[start INFORMATION GIVEN]

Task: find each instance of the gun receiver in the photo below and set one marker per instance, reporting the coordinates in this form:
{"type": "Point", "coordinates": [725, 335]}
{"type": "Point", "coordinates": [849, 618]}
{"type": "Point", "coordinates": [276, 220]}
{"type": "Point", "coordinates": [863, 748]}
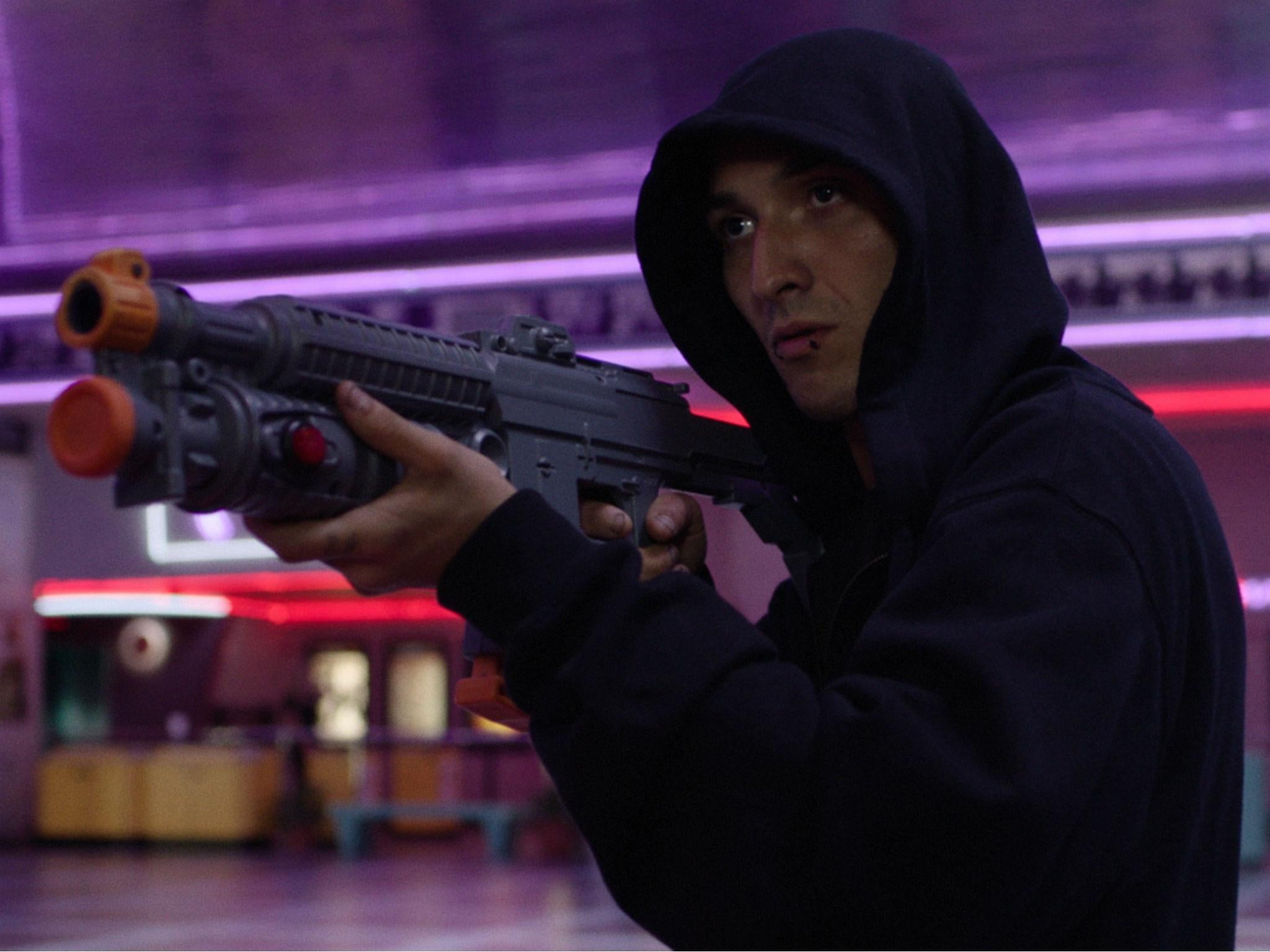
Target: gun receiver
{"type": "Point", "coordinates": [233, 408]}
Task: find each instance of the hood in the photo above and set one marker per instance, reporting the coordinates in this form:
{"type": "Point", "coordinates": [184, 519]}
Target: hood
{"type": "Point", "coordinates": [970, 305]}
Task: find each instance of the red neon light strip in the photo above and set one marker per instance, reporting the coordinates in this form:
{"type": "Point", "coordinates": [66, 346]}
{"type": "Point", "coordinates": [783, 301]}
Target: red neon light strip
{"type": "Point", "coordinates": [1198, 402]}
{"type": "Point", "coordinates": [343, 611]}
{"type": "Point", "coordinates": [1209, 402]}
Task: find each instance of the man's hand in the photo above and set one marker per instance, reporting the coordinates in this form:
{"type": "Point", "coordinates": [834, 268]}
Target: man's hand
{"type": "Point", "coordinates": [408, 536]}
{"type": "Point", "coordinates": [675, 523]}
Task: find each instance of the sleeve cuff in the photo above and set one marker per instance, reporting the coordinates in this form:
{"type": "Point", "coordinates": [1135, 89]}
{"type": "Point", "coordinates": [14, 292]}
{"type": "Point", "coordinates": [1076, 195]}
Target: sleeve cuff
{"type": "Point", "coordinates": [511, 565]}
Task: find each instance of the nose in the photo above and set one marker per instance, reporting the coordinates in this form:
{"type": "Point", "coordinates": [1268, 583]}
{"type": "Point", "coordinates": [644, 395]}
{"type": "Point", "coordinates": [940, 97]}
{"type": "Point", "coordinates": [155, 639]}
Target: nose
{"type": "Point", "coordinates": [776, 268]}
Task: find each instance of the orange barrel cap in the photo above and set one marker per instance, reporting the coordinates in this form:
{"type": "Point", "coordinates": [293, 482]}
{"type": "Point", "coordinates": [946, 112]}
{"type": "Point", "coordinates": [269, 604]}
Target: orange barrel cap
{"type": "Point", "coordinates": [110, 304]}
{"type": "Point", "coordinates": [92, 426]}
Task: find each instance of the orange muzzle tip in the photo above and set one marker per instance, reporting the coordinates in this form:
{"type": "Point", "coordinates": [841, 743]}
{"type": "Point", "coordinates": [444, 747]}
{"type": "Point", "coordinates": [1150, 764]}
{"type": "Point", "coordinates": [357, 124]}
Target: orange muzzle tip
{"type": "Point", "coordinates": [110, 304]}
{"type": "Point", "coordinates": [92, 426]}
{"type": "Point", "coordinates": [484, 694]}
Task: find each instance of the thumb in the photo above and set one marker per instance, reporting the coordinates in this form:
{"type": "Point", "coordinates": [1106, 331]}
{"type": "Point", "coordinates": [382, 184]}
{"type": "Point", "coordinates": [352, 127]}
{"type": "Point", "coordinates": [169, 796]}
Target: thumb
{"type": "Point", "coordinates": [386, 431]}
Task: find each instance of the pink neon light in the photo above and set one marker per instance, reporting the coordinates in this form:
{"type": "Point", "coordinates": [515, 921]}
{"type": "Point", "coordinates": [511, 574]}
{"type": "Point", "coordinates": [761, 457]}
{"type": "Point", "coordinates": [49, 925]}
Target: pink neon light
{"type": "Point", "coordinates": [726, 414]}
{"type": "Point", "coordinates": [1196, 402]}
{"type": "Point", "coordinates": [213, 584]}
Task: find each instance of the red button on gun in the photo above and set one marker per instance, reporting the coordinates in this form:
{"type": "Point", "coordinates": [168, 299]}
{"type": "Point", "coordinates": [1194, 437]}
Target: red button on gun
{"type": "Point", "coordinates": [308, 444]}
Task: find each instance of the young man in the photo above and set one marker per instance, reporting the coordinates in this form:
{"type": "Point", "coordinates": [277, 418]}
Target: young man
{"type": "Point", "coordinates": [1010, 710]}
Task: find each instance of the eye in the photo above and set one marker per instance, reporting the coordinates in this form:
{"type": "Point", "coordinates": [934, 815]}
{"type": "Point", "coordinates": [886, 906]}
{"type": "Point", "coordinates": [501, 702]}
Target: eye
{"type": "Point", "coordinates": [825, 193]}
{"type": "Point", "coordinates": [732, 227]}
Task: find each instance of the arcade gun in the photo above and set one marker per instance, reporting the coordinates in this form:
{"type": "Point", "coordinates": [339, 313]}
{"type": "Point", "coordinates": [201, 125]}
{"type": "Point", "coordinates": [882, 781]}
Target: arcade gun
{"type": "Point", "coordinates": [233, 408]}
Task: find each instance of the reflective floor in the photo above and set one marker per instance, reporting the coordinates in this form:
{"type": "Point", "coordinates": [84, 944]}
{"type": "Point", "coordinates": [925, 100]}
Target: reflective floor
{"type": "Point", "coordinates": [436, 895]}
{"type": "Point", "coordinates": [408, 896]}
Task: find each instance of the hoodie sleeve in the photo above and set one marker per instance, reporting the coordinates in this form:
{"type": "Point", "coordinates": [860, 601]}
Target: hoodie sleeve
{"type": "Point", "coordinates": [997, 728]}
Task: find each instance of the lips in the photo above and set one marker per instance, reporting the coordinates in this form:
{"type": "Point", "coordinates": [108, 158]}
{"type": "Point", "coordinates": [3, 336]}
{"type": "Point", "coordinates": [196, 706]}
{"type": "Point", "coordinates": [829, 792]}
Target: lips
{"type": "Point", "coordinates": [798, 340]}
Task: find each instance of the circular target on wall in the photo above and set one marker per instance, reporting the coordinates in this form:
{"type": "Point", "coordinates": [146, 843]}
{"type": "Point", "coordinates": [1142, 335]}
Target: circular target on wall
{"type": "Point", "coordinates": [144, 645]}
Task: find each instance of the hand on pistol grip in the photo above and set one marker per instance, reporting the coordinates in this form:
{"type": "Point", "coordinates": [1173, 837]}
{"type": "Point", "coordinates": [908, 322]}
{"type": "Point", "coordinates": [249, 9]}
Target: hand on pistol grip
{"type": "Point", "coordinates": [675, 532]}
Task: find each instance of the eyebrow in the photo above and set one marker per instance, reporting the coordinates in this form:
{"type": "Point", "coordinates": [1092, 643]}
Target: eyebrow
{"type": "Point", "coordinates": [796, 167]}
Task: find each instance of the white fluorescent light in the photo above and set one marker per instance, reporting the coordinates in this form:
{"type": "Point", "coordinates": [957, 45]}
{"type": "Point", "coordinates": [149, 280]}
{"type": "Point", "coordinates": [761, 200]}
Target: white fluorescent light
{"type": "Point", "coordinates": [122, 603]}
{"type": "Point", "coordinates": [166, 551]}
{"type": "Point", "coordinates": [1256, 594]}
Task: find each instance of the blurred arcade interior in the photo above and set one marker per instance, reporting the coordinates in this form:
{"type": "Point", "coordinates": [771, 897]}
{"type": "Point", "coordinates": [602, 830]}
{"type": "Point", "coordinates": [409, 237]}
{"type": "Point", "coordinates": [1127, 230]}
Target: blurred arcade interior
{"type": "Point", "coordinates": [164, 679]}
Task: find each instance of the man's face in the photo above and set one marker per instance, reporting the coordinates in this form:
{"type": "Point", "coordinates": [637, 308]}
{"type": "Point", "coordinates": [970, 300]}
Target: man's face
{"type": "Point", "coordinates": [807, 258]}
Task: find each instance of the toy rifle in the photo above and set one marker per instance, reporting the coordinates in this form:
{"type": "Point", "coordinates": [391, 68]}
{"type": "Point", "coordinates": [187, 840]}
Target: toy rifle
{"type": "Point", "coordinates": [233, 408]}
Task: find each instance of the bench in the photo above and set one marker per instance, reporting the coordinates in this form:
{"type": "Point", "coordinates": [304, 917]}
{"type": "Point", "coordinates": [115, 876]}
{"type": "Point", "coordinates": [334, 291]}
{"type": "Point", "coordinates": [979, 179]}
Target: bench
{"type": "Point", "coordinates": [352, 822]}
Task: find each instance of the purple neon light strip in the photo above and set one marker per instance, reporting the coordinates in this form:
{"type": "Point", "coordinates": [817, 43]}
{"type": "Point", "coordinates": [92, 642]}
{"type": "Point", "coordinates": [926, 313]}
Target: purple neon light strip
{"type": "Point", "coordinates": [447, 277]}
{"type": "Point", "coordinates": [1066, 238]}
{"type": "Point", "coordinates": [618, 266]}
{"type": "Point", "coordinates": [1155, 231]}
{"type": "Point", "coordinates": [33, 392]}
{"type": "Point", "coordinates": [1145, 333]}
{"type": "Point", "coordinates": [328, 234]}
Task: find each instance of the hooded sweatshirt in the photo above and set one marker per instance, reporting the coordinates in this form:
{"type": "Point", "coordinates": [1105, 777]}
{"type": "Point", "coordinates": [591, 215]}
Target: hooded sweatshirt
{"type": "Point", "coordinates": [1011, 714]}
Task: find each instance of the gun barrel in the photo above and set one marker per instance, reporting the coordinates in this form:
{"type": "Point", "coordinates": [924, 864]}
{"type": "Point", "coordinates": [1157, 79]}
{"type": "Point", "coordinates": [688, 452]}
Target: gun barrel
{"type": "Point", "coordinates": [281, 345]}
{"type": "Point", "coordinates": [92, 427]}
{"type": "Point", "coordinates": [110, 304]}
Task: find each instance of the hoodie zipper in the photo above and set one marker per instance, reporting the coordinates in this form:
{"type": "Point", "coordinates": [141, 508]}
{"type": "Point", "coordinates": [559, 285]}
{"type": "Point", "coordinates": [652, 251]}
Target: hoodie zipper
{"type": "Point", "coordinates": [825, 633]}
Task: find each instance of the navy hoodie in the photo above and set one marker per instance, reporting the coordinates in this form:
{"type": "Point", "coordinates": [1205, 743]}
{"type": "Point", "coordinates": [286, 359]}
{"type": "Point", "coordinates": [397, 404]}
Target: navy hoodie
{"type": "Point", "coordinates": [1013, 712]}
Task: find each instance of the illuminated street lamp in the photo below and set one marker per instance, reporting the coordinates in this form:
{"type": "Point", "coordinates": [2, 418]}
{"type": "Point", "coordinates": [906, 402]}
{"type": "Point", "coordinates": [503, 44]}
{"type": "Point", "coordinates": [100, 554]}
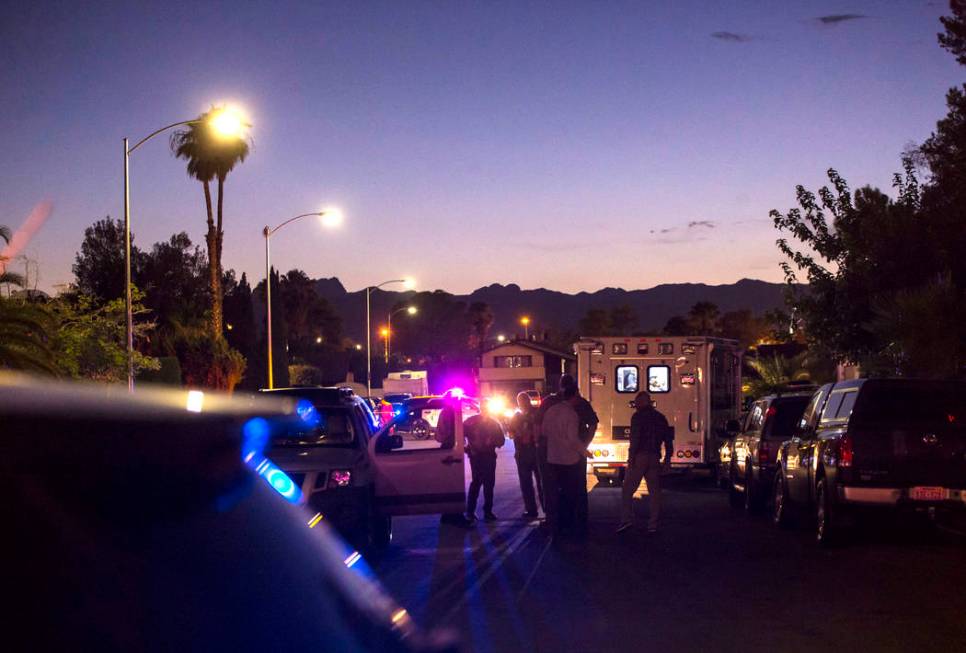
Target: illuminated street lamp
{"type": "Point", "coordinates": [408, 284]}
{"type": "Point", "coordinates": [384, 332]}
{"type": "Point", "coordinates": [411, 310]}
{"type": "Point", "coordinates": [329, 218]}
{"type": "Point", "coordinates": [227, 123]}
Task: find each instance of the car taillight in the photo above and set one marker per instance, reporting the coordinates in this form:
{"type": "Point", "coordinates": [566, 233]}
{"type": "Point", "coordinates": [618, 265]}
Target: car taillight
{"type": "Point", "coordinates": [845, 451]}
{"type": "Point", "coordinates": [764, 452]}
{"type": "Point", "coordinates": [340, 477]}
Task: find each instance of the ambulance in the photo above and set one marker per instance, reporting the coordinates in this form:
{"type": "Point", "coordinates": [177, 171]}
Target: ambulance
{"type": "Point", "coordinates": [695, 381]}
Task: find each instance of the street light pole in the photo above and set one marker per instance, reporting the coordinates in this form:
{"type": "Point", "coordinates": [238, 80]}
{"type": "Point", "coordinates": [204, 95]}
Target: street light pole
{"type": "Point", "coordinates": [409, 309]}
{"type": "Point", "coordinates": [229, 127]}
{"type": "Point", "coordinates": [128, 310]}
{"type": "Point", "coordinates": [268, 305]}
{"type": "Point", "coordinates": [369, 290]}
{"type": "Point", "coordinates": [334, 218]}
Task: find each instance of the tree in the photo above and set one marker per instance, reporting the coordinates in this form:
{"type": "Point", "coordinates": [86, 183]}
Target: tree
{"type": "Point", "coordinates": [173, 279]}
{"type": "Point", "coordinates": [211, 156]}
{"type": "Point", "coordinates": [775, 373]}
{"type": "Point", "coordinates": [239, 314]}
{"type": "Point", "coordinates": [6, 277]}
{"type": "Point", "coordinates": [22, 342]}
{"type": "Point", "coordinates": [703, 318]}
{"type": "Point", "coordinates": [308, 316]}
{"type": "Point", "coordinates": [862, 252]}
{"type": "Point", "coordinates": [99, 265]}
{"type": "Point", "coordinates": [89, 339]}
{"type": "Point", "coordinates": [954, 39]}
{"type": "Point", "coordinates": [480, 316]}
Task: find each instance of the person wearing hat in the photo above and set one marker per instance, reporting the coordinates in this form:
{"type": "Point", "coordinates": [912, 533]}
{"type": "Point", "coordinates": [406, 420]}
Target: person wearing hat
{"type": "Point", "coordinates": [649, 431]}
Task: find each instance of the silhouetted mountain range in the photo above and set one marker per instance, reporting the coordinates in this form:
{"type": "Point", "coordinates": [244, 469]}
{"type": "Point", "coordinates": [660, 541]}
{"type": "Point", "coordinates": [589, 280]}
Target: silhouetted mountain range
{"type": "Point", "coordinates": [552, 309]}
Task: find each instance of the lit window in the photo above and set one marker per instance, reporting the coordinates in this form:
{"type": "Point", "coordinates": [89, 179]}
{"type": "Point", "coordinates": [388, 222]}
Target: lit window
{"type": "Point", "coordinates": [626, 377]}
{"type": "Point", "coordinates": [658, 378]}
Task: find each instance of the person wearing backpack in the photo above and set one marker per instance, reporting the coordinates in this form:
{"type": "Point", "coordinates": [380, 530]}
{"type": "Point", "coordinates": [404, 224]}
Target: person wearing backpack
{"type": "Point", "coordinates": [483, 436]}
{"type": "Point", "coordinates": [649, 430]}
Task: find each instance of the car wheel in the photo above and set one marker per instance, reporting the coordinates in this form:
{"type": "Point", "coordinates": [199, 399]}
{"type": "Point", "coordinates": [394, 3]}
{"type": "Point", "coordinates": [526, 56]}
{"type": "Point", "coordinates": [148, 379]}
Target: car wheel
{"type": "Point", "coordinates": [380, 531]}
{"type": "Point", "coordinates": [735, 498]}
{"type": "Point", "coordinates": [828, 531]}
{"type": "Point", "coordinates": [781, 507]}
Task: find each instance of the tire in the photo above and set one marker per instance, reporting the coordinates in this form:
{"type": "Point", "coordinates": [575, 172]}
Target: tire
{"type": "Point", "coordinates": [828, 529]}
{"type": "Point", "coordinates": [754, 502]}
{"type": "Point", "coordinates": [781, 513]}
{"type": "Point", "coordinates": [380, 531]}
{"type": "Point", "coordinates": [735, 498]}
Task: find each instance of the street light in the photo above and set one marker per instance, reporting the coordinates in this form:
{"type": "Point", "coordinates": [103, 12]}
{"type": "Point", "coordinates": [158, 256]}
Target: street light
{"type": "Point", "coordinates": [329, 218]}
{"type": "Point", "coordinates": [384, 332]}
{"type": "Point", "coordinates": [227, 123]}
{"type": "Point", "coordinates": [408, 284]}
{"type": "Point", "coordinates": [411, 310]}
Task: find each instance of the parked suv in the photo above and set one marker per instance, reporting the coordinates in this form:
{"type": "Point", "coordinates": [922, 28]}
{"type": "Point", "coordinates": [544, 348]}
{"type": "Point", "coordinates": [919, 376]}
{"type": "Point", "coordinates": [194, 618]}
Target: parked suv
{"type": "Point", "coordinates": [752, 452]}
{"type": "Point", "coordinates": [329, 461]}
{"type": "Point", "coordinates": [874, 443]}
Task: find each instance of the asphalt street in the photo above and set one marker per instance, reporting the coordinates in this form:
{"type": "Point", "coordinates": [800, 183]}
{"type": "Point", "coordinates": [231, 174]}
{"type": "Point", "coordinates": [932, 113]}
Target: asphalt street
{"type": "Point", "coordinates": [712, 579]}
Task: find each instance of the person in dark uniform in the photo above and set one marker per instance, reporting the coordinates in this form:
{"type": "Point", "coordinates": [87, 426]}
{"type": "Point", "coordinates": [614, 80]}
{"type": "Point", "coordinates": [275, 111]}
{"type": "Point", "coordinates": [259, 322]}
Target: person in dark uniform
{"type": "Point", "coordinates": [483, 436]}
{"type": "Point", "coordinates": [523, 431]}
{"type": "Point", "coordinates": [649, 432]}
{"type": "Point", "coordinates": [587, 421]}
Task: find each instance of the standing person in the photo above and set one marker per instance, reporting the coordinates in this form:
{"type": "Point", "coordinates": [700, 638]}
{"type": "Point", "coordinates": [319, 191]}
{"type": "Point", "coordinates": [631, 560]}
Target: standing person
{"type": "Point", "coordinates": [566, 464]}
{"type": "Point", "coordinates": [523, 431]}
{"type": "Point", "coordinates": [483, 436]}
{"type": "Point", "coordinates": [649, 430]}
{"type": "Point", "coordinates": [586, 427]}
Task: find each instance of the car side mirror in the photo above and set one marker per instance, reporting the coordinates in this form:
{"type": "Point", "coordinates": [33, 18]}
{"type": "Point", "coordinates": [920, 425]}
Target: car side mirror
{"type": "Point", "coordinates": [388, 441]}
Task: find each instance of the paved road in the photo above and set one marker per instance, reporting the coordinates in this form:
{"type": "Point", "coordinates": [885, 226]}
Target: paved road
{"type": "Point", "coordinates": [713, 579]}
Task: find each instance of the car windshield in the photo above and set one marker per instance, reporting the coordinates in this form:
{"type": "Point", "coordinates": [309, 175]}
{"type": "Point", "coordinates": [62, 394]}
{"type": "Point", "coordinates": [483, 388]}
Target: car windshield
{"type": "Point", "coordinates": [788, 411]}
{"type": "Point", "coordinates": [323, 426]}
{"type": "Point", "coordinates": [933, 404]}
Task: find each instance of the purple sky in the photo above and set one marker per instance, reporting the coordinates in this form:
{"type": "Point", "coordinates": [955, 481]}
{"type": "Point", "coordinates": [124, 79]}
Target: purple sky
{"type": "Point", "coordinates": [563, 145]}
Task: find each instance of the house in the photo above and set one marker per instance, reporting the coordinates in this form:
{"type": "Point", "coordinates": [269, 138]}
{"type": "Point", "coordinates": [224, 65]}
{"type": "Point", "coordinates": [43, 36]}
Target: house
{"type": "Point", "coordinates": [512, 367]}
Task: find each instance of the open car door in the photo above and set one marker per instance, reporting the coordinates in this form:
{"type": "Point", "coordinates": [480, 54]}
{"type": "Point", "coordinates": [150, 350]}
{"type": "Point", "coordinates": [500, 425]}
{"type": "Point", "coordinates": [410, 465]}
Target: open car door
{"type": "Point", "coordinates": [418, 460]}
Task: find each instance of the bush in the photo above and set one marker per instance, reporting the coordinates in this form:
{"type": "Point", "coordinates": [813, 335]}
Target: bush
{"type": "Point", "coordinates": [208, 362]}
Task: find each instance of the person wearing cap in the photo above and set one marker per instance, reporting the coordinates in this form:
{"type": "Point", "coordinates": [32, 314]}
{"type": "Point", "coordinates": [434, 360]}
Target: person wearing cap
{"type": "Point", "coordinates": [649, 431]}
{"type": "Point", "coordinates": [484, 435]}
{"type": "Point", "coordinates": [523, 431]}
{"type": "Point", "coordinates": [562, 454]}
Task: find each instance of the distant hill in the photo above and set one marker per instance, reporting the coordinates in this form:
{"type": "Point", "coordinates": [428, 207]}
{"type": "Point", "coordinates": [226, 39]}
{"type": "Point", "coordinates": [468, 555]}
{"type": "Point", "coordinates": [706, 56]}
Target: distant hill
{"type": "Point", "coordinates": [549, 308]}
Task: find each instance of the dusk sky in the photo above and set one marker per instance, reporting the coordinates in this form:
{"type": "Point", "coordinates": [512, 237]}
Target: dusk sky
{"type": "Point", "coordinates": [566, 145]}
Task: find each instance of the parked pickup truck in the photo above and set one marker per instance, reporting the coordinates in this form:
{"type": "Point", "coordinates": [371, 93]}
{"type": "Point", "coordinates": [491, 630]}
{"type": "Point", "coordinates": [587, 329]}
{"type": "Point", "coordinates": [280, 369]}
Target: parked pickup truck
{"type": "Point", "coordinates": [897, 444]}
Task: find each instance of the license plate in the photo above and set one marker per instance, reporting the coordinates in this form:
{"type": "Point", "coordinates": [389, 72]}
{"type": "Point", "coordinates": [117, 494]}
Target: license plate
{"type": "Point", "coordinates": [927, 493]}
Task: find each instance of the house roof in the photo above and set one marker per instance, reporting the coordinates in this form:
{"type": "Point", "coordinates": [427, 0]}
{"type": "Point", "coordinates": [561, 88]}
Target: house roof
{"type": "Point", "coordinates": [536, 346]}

[end INFORMATION GIVEN]

AIM:
Repeat exactly the lines from the one containing "Task: find each instance of the license" through the last line of the records above, both included, and nothing else.

ANSWER TO THE PROBLEM:
Task: find each instance of the license plate in the photo above and set one marker per instance, reporting the coordinates in this form:
{"type": "Point", "coordinates": [389, 72]}
{"type": "Point", "coordinates": [117, 494]}
Target: license plate
{"type": "Point", "coordinates": [927, 493]}
Task: find each instance of the house roof in the photo above and set one marker per instance, reporting the coordinates in this form:
{"type": "Point", "coordinates": [427, 0]}
{"type": "Point", "coordinates": [561, 88]}
Target: house roof
{"type": "Point", "coordinates": [536, 346]}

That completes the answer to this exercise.